Tarihinde sayısız katliamın ve bunlara karşı gelişen sayısız direnişin boy verdiği bir coğrafyada yaşıyoruz. Sermaye devletinin vahşi yüzünü Suphilerden Denizlere, Mahirlerden İbrahimlere, Maraş'tan Çorum'a, Sivas'tan Gazi’ye, Ulucanlardan 19 Aralıklara uzanan katliamlar zincirinde görüyoruz.
Sicili böylesine karanlık olan sermaye devletinin zindanlar politikası daha da karanlıktır. Nitekim en acımasız en vahşi yüzünü zindanlarda göstermiştir. 12 Eylül 1980 askeri faşist darbesinin ardından devrimcilere ve ilericilere yönelik saldırılar eşi benzeri görülmemiş boyutlara ulaştı. Faşist cunta koşullarında sayıları on binlere ulaşan devrimci tutsakların iradeleri kanlı katliamlarla, işkencelerle teslim alınmak istenmiş, Diyarbakır, Mamak, Metris başta olmak üzere Türkiye’nin zindanları birer işkencehaneye çevrilmiştir.
On binleri zindanlara kapatarak devrimci gelişimin önünü kesebileceğini var sayanlara yanıtı devrimci tutsaklar verdi. Zindanlar devrimci gelişimin bir tür okulu haline dönüştürüldü. İşte sermaye devleti bu atmosferi dağıtmak ve devrimci gelişimin önüne geçmek adına hücre tipi saldırısını planladı. Devrimci tutsakları hücrelere hapsetmek için 93 yılından itibaren zindan saldırısını özel bir politika haline getirmiştir. Hükümetler sık değişse de zindan politikası aynı kaldı. Her saldırı politikası ise devrimcilerin direnişiyle karşılaştı ve can bedeli pahasına püskürtüldü.
96'da başlatılan süresiz açlık grevi ve ölüm orucu direnişi sermaye devletini saldırıyı bir dönem geri çekmeye zorladı. 99'da tekrardan gündeme getirilen hücre tipi saldırısına ise Ulucanlar'da destansı bir direnişle yanıt verildi. Tutsakları teslim alarak toplumun emekçi kesimlerine korku salmak isteyen sermaye devleti, devrimcileri ‘tabutluk’ adı verilen F tipi zindanlara kapatmak için döne döne saldırdı. Ulucanlar, genel saldırının bir provası olarak hayata geçirildi. Devlet vahşette sınır tanımadı. Devrimci tutsaklar teslim olmak yerine destansı bir direnişle karşılık verdiler.

* [Çıkarılan Kayıtlar]:
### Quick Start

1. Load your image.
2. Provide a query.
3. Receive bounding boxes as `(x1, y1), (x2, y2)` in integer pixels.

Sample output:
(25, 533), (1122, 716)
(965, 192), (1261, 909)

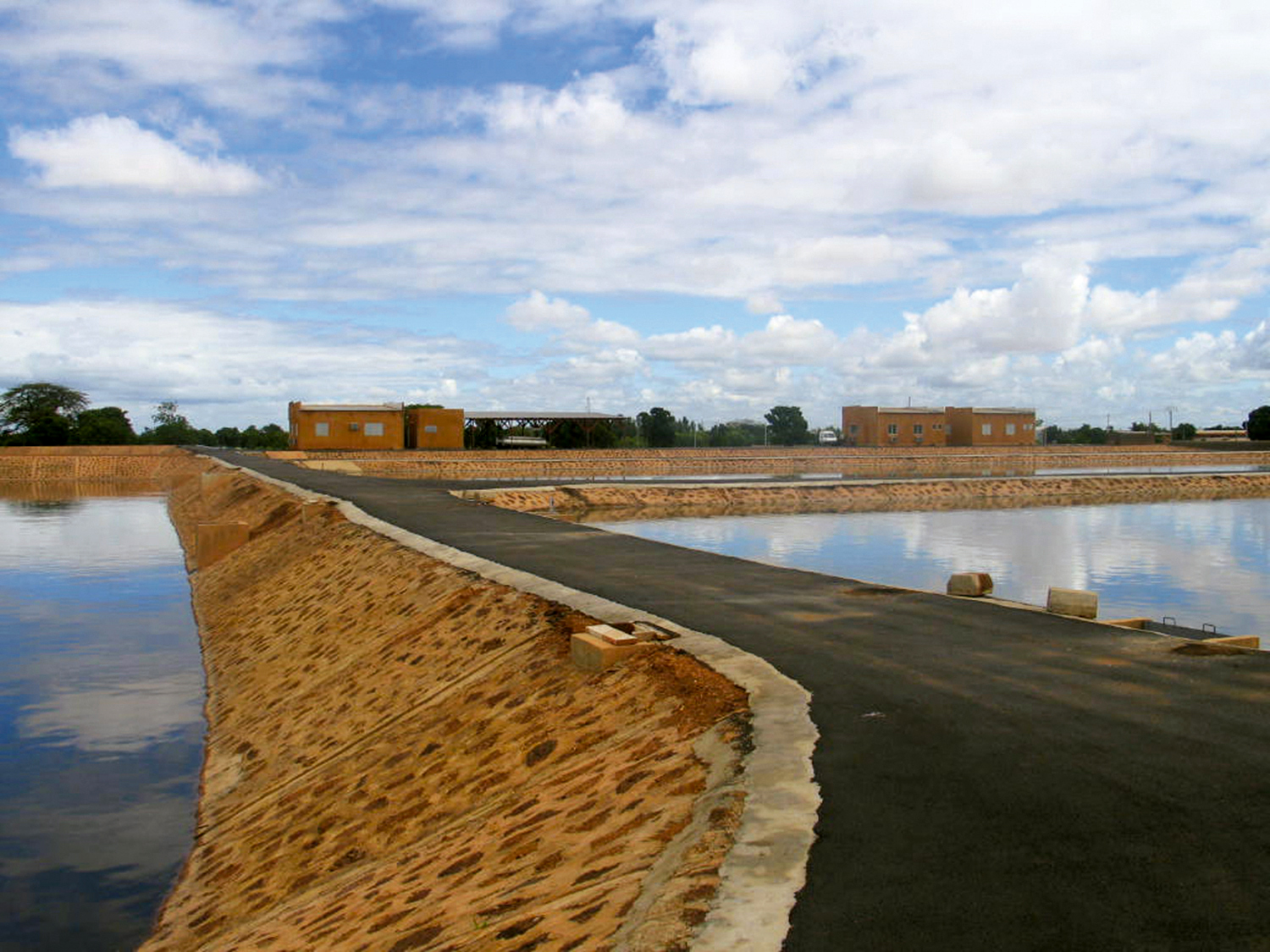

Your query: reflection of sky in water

* [Alıştırma Soruları]:
A: Sayfa metnine göre 12 Eylül darbesinden sonra başta hangi zindanlar işkencehaneye çevrildi?
B: Sayfa metninde "Tarihinde sayısız katliamın" ile "katliamlar zincirinde görüyoruz." arasındaki bölümü, bu iki ifade de dahil olmak üzere hiç değiştirmeden aktarın.
Cevapları verirken sadece sayfa metnini kullanın.

* [Çözüm Listesi]:
A: Diyarbakır, Mamak ve Metris.

B:
Tarihinde sayısız katliamın ve bunlara karşı gelişen sayısız direnişin boy verdiği bir coğrafyada yaşıyoruz. Sermaye devletinin vahşi yüzünü Suphilerden Denizlere, Mahirlerden İbrahimlere, Maraş'tan Çorum'a, Sivas'tan Gazi’ye, Ulucanlardan 19 Aralıklara uzanan katliamlar zincirinde görüyoruz.